== EXERCÍCIOS PROPOSTOS ==
1. Responda, com base no texto sobre a Trilogia Tebana:
(a) Por quais motivos o texto afirma não se tratar de uma resenha?
(b) Por quanto tempo, segundo o texto, essas obras clássicas exercem influência na moral e na sabedoria ocidental?
(c) Com qual dramaturgo Sófocles é comparado?
2. Enumere todos os pontos em comum entre Sófocles e Shakespeare apontados no texto sobre a Trilogia Tebana.
3. Dê prosseguimento ao texto sobre a Trilogia Tebana a partir da última frase apresentada.

Friday, February 8, 2019

MATÉRIA: Trilogia Tebana - Sophoklēs

Esta não se trata de uma resenha. Não é uma resenha, porque nada está sendo avaliado aqui, e pelo motivo de que eu mesmo não me permito, em hipótese alguma, prestar julgamento em relação a obras tão ilustres.

Tenho uma política pessoal no meu site: materiais clássicos como estes, que representam unanimidade no conceito estético de beleza mundial e exercem influência enorme na moral e na sabedoria, especialmente a ocidental por mais de dois milênios, jamais devem passar pelo senso de julgamento de um pobre coitado como eu. Portanto, trata-se mais de uma indicação de leitura de obras clássicas que moldaram o pensamento do homem moderno.

Dentre as coisas que sempre me interessaram na literatura foram os contos gregos; um grande exemplo disso seria o dramaturgo Sófocles que era como se fosse o Shakespeare da época heroica da Grécia. A estrutura de peça da história é bem parecida, dá pra ver que Shakespeare se inspirou bastante em Sófocles para suas histórias, pois há temas em comum, e ambos escrevem tragédias, cada um a seu modo e em seu próprio tempo, e também ambos ecoam no imaginário das pessoas até os dias de hoje, tamanha é a importância do que fizeram em vida.

[Itens armazenados do conjunto de dados]
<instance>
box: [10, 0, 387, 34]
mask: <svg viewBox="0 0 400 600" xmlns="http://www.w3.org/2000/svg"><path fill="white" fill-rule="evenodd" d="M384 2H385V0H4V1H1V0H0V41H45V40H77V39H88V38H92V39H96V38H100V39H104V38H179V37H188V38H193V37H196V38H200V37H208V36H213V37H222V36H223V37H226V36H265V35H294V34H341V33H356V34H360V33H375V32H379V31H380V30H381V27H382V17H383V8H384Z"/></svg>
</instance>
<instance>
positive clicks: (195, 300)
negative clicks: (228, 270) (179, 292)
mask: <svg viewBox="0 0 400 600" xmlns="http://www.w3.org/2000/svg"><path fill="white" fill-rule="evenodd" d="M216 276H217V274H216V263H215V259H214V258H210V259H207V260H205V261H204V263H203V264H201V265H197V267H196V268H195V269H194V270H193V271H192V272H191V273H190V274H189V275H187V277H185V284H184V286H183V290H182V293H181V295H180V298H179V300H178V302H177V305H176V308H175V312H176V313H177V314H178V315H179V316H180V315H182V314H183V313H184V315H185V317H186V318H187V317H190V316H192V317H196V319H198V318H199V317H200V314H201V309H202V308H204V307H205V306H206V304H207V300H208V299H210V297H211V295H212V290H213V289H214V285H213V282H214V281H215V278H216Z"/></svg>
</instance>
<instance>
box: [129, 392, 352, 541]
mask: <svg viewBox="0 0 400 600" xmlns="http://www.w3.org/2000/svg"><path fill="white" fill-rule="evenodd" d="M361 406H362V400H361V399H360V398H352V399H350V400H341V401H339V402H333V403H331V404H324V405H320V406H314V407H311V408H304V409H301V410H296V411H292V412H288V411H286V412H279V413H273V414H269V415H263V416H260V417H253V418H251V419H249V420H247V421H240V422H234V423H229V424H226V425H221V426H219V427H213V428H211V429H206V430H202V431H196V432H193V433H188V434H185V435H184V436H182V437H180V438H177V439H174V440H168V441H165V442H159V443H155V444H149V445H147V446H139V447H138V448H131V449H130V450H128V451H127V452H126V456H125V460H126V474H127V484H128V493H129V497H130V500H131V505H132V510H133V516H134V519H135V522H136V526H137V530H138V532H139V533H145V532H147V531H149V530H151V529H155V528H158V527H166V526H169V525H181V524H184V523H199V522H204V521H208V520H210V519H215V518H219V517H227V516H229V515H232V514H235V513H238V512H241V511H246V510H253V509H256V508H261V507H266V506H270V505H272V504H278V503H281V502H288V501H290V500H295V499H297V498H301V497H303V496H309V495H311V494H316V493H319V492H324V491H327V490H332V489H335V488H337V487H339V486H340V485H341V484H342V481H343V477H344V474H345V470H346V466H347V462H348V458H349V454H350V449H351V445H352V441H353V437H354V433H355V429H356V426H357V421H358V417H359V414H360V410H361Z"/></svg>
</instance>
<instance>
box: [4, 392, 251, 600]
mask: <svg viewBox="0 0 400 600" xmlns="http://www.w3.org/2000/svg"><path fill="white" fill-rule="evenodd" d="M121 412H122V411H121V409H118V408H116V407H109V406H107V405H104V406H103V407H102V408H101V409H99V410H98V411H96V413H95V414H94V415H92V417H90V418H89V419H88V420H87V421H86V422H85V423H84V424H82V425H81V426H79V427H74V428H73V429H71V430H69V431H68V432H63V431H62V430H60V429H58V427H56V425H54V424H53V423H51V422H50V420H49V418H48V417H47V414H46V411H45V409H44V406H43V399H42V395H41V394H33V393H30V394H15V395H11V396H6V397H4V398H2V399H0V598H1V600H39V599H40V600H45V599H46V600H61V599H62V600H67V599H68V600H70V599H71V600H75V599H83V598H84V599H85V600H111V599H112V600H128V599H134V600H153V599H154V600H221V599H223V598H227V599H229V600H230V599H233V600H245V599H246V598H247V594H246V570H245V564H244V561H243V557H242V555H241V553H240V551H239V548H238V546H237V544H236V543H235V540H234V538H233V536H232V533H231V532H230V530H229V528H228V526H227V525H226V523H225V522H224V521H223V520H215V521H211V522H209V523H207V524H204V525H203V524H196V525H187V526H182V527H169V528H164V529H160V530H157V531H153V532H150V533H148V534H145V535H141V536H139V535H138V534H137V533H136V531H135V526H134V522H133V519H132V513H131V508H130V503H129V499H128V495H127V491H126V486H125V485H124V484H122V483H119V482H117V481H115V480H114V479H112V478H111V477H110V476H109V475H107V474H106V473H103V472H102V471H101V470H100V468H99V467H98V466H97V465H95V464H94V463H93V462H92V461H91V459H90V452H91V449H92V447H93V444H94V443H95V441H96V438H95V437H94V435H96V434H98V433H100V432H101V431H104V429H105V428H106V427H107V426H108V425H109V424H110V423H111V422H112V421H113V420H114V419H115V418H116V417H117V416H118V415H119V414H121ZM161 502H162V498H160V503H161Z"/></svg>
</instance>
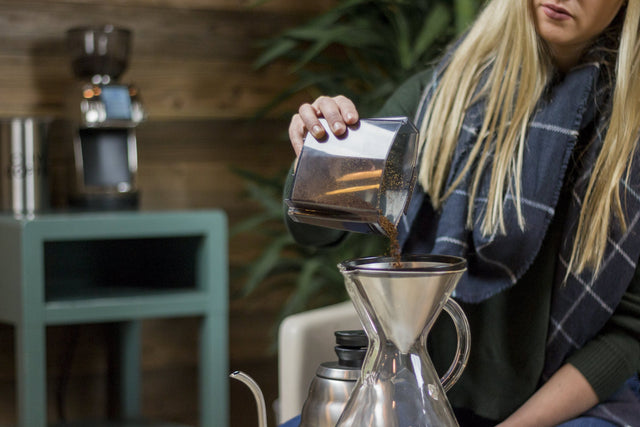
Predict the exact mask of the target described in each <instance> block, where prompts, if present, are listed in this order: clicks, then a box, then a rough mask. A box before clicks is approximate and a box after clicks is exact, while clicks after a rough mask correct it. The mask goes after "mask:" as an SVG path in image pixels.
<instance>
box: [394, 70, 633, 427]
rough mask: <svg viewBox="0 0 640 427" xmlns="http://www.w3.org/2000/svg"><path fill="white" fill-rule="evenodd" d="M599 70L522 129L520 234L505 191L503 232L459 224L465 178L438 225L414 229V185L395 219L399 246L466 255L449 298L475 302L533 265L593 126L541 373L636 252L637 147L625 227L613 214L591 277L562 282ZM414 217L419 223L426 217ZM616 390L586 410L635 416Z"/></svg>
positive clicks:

== RESPOSTAS AOS EXERCÍCIOS ==
1.
(a) Porque nada está sendo avaliado ali e porque quem escreve não se permite, em hipótese alguma, julgar obras tão ilustres.
(b) Por mais de dois milênios.
(c) Com Shakespeare.

2.
- A estrutura de peça da história é bem parecida.
- Há temas em comum.
- Ambos escrevem tragédias, cada um a seu modo e em seu próprio tempo.
- Ambos ecoam no imaginário das pessoas até os dias de hoje.

3.
Sófocles escreveu muitas peças, mas muitas delas foram perdidas e não conseguiram chegar nos dias de hoje; três dessas peças que sobreviveram se encontravam em posições diferentes naquela época, ou seja, pertenciam a trilogias diferentes que Sófocles tinha escrito, no entanto, estas foram algumas das poucas obras de Sófocles que sobreviveram, e por isso foram realocadas em uma proposta de continuidade à qual se convencionou chamar de Trilogia Tebana, obviamente porque as narrativas se concentram na antiga cidade de Tebas. Estas peças são as seguintes: Ἀντιγόνη (Antígona), Οἰδίπους Τύραννος (Édipo Rei), e Οἰδίπους ἐπὶ Κολωνῷ (Édipo em Colono).

Antes que eu passe o ano inteiro sem falar de livro algum, aqui vai uma trilogia que eu acho que muitas pessoas que gostam de histórias dramáticas e dramaturgia deveriam ler, assim já estarei recomendando três ótimas leituras para o início do ano. Estas peças também contém algo do pensamento grego que influenciou muito a cultura ocidental da qual nós conhecemos hoje, até mesmo no que tange a leis e compasso moral; claro, há grandes hipérboles da realidade nessas peças, o número exageradíssimo de mortes é um exemplo, e é o que, no fim das contas, norteia as tragédias gregas. Mas, por outro lado, há também a questão da moralidade a qual se trata aqui nestas histórias.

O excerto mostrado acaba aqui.